(Natural-language object grounding data)

-------------------------

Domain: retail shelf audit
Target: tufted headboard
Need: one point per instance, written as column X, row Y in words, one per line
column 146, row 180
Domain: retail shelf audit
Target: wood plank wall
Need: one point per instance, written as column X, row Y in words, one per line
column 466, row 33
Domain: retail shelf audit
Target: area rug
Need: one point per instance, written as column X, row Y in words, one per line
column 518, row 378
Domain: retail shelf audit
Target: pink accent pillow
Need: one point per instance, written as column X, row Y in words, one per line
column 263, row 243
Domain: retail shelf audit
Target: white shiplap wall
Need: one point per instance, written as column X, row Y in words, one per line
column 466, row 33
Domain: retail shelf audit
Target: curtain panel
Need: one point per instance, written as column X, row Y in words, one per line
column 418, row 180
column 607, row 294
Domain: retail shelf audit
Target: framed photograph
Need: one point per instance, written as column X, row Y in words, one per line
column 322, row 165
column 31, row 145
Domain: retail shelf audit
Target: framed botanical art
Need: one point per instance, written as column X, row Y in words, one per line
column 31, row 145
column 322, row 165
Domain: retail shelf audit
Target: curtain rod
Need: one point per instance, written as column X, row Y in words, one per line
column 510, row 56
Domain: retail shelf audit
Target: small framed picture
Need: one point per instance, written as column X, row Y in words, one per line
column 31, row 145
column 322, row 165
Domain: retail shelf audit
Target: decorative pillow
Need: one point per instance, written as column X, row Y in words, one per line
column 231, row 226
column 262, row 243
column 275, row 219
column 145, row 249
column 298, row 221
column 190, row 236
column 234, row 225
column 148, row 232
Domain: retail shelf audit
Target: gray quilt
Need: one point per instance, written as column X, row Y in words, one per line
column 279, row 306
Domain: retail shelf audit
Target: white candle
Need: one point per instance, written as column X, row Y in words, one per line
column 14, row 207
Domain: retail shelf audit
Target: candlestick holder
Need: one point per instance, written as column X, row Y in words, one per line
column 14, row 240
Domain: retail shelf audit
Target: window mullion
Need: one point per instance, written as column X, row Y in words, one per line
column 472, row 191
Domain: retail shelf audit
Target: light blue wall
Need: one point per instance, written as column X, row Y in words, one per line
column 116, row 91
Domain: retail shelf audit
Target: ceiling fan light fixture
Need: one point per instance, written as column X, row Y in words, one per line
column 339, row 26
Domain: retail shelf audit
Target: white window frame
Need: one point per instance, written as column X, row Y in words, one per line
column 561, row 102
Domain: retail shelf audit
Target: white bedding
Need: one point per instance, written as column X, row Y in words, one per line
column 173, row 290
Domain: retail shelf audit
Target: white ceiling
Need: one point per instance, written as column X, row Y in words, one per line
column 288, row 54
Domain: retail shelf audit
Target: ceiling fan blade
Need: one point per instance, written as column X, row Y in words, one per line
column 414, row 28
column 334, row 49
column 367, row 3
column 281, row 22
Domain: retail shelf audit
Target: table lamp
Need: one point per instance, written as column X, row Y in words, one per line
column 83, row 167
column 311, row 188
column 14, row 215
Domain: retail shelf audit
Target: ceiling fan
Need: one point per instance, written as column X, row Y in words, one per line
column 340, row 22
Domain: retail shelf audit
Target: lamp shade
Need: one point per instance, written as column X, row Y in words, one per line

-------------------------

[ABOUT THIS EXERCISE]: Return only the number of lines above in which the string "lamp" occurs.

[ANSWER FOR THIS EXERCISE]: 2